* _Records to process_
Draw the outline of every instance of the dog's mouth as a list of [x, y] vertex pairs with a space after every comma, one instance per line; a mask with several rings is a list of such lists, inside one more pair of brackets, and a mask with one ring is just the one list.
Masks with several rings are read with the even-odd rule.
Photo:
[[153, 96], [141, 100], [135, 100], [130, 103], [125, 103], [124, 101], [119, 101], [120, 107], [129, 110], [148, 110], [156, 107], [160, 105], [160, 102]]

--

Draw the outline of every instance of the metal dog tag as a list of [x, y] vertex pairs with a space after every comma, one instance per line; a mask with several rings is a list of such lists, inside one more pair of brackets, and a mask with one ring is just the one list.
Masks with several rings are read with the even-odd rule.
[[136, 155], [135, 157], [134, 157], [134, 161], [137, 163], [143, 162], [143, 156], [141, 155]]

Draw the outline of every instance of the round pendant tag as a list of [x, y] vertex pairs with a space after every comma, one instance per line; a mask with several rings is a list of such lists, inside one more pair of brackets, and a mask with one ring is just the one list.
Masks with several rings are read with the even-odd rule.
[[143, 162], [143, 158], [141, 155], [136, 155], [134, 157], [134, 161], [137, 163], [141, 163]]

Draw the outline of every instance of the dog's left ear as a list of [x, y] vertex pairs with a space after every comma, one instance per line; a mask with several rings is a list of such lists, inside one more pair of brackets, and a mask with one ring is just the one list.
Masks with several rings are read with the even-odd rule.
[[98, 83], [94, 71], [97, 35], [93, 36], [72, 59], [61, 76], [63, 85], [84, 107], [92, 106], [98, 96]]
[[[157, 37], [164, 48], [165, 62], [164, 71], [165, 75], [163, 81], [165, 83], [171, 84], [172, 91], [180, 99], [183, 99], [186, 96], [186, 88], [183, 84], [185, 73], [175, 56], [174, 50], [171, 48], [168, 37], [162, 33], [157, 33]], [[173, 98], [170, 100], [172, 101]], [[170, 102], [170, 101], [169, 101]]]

* _Your instructions_
Copy the entries verbatim, everything from the line containing "Draw the outline of every instance of the round" down to the line containing "163], [141, 163]]", with both of those lines included.

* _Completed exercise_
Draw the outline of every instance of the round pendant tag as a list of [x, y] vertex pairs with a space after every comma, one instance per line; a mask with several rings is a list of such lists, inside one more pair of brackets, and a mask with one ring is just the one list.
Masks with several rings are read with the even-odd rule.
[[143, 162], [143, 158], [141, 155], [136, 155], [134, 157], [134, 161], [137, 163], [141, 163]]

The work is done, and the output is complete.